Emit only the lines from the line containing "Identify the man's arm" through the last line of the entries, unchanged.
· · ·
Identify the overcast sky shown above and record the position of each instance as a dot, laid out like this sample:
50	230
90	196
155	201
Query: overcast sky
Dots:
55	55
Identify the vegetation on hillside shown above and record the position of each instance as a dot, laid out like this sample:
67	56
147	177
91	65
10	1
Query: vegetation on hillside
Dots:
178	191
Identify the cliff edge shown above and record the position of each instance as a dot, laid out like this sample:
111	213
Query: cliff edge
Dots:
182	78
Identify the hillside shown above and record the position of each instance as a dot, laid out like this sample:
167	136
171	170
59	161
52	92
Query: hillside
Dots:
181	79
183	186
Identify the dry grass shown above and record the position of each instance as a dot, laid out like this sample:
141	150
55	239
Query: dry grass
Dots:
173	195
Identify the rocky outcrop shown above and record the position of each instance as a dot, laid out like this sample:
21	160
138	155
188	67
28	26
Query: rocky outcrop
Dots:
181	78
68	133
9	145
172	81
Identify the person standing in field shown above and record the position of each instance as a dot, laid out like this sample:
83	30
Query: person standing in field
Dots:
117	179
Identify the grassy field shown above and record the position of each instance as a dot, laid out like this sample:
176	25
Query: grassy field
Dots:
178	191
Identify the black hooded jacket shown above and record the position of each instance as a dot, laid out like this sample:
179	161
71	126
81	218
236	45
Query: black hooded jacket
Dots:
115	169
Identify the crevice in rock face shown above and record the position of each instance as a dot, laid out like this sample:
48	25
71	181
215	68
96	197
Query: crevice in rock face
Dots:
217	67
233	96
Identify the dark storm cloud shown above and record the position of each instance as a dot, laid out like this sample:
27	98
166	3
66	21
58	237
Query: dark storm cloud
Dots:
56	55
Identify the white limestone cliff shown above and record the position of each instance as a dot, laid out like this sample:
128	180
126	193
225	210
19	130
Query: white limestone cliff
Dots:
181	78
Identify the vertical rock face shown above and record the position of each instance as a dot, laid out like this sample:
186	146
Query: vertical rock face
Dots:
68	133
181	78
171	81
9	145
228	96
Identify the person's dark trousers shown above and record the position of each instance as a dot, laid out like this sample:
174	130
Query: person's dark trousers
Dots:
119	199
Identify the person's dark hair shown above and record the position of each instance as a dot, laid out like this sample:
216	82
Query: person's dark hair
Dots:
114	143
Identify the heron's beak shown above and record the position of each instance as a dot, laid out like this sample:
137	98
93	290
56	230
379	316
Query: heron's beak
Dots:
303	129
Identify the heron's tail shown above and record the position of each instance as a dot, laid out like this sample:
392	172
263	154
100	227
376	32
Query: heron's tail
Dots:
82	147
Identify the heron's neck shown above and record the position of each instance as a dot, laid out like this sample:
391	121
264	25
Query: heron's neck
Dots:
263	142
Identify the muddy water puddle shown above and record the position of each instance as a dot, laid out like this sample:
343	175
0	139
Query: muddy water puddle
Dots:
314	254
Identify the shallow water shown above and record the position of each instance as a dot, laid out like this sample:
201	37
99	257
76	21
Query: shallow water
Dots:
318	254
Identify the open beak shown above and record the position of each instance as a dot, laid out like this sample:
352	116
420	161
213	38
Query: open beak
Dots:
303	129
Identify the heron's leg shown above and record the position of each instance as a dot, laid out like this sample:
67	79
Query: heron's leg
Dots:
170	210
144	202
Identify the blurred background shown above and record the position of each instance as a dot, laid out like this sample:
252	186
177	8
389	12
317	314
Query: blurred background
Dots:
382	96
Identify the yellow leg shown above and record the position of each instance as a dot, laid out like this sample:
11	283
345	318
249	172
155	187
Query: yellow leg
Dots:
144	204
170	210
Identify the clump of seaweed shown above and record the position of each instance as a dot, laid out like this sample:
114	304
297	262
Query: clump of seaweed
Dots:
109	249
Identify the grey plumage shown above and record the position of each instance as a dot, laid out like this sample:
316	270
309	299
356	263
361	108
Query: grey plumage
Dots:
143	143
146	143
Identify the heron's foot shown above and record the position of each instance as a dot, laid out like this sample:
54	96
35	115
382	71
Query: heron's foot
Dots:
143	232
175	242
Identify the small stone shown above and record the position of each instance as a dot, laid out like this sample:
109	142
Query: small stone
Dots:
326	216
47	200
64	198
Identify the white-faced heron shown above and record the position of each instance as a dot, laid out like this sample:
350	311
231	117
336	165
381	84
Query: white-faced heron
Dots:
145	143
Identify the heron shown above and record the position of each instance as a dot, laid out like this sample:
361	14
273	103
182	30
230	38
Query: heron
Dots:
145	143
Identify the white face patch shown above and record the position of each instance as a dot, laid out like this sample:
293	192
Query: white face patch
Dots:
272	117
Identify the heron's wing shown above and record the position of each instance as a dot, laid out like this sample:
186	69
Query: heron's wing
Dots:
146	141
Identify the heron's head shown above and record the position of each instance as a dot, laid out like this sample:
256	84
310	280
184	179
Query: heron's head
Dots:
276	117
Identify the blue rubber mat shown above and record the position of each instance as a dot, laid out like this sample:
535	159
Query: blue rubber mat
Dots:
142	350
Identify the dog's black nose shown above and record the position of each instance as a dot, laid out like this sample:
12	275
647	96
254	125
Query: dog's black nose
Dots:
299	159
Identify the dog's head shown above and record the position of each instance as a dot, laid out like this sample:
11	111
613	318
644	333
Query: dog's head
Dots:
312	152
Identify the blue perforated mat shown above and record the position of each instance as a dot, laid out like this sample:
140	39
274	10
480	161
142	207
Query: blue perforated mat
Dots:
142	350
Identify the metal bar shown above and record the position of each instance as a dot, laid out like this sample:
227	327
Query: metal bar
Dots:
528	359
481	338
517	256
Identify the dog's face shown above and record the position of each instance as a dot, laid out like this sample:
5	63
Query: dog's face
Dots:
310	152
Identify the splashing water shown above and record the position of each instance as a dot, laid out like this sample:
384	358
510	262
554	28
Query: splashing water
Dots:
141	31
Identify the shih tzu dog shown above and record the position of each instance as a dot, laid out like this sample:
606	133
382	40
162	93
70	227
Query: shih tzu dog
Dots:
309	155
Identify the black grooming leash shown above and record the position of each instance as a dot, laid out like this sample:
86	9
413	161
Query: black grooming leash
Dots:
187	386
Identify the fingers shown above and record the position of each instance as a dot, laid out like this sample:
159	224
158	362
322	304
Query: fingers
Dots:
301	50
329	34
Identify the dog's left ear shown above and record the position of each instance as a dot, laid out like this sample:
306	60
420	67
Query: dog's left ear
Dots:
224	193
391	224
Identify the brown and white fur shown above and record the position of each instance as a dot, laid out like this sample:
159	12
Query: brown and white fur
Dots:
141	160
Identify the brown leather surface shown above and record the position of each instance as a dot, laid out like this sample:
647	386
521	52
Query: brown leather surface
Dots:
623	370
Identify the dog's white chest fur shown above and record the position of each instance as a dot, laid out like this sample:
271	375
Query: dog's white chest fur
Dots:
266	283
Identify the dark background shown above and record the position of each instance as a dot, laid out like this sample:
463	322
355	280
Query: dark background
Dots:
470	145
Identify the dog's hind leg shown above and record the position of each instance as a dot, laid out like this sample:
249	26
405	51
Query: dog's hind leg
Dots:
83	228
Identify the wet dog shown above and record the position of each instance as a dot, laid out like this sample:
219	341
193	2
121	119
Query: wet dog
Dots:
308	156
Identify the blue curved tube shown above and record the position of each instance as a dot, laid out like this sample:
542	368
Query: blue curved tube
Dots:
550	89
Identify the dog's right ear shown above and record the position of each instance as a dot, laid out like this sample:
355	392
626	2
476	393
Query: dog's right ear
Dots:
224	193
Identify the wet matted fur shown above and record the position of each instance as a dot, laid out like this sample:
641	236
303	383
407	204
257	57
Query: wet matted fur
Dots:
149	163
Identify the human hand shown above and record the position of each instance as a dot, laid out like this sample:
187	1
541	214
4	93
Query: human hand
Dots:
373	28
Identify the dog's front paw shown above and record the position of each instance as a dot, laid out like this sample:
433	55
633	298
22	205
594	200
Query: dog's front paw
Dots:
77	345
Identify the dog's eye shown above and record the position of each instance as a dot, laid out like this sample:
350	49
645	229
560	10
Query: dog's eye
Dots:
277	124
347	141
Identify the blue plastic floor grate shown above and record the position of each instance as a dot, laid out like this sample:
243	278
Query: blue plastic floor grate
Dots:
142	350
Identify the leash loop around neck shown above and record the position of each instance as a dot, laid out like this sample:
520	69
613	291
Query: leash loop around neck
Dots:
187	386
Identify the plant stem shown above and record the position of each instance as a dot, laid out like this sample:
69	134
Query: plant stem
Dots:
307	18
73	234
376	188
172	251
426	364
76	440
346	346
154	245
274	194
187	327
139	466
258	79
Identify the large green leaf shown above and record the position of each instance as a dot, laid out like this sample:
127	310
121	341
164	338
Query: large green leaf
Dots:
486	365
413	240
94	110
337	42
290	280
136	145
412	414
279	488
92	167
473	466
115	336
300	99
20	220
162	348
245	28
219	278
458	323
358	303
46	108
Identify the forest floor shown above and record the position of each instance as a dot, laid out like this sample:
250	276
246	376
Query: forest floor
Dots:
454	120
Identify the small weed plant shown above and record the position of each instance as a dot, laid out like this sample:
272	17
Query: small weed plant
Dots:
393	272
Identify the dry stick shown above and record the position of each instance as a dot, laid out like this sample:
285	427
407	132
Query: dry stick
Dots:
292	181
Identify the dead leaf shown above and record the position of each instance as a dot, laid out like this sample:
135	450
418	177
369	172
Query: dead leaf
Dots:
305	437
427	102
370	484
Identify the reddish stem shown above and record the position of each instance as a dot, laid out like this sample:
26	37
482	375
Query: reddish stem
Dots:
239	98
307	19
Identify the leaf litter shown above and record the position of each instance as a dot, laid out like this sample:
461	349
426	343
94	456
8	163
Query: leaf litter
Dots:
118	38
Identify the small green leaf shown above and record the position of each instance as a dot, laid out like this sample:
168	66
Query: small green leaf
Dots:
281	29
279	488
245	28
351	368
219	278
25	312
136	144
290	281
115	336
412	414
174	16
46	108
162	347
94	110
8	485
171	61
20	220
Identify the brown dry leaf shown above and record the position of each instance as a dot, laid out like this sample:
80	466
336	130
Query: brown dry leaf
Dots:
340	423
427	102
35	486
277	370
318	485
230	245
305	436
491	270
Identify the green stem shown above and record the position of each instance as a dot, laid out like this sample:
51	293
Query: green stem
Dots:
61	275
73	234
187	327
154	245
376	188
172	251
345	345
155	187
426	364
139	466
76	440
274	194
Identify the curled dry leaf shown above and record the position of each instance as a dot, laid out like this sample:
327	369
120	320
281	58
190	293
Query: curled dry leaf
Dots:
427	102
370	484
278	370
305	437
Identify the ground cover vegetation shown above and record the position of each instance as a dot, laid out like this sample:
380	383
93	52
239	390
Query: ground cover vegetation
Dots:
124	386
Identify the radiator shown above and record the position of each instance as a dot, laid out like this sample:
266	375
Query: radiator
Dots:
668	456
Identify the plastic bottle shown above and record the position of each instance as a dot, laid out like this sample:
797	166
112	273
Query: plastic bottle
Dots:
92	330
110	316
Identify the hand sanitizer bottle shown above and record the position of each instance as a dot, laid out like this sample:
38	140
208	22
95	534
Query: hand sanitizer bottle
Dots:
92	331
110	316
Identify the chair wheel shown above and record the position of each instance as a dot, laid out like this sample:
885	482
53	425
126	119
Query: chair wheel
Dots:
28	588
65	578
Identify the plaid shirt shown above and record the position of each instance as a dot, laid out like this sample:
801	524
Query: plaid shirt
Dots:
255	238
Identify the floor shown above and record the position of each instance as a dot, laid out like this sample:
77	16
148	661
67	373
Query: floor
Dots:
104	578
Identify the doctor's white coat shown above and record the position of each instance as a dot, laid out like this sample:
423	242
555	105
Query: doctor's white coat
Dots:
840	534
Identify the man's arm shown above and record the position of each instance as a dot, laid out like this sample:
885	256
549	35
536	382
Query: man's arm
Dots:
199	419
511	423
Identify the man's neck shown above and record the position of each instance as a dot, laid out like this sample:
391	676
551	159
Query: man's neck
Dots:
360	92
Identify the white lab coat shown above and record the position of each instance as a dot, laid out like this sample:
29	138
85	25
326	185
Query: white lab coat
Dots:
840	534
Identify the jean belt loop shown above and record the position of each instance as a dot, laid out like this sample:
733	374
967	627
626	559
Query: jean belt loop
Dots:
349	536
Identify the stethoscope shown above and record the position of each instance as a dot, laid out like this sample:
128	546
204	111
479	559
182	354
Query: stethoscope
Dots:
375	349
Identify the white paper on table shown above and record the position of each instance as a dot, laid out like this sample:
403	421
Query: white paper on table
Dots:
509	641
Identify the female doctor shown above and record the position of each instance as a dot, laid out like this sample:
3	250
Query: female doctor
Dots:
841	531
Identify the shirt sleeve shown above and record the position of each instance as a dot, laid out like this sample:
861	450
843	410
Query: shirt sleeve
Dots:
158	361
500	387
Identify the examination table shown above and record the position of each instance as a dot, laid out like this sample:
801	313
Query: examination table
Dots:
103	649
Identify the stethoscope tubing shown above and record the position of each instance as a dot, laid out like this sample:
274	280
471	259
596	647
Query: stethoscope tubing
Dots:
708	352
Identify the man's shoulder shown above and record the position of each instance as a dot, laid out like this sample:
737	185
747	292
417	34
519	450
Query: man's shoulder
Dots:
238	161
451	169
· · ·
Problem solution:
Identify the man's arm shown above and record the position of each instance as a dot, laid out like this sample:
885	256
549	35
536	382
Query: man's arm
Dots:
199	419
511	423
Identify the man's neck shown above and record the position of each instance as a dot, laid out like this sample:
391	676
551	159
Query: man's neck
Dots:
360	92
Identify the white lab coat shown above and record the position of each instance as a dot, laid out like this sample:
29	138
85	25
326	185
Query: white lab coat
Dots:
840	534
Identify the jean belt loop shown above and record the position of each instance as a dot, laid out like this sample:
733	374
967	627
626	559
Query: jean belt loop
Dots:
349	536
Identify the stethoscope shown above and record the position of each instance as a dot, laid out like this sample:
128	546
204	111
479	559
182	354
Query: stethoscope
Dots:
375	349
Identify the white paper on table shown above and record the position of each instance as a dot, laid out like this sample:
403	421
Query: white paper on table
Dots:
509	641
Identify the female doctor shown above and record the position of each instance as a dot, laid out like this sample:
3	250
Query: female doctor
Dots:
841	531
Identify the shirt sleeve shown above and record the position of each instance as a dot, laid out like this sample:
861	450
843	410
Query: shirt sleeve
Dots:
158	361
500	387
Identify the examination table shown above and record the position of each instance as a dot, laid out like this sample:
801	313
Query: examination table
Dots:
103	649
Identify the stethoscope tubing shown above and record the position of each instance as a dot, laid out like this sample:
274	280
471	259
596	647
Query: stethoscope tubing
Dots:
708	352
Identify the man's shoulder shown above and record the position of each instance as a dot, laid out like this sample:
737	185
747	292
417	34
519	450
Query: man's shoulder
Dots:
238	161
451	169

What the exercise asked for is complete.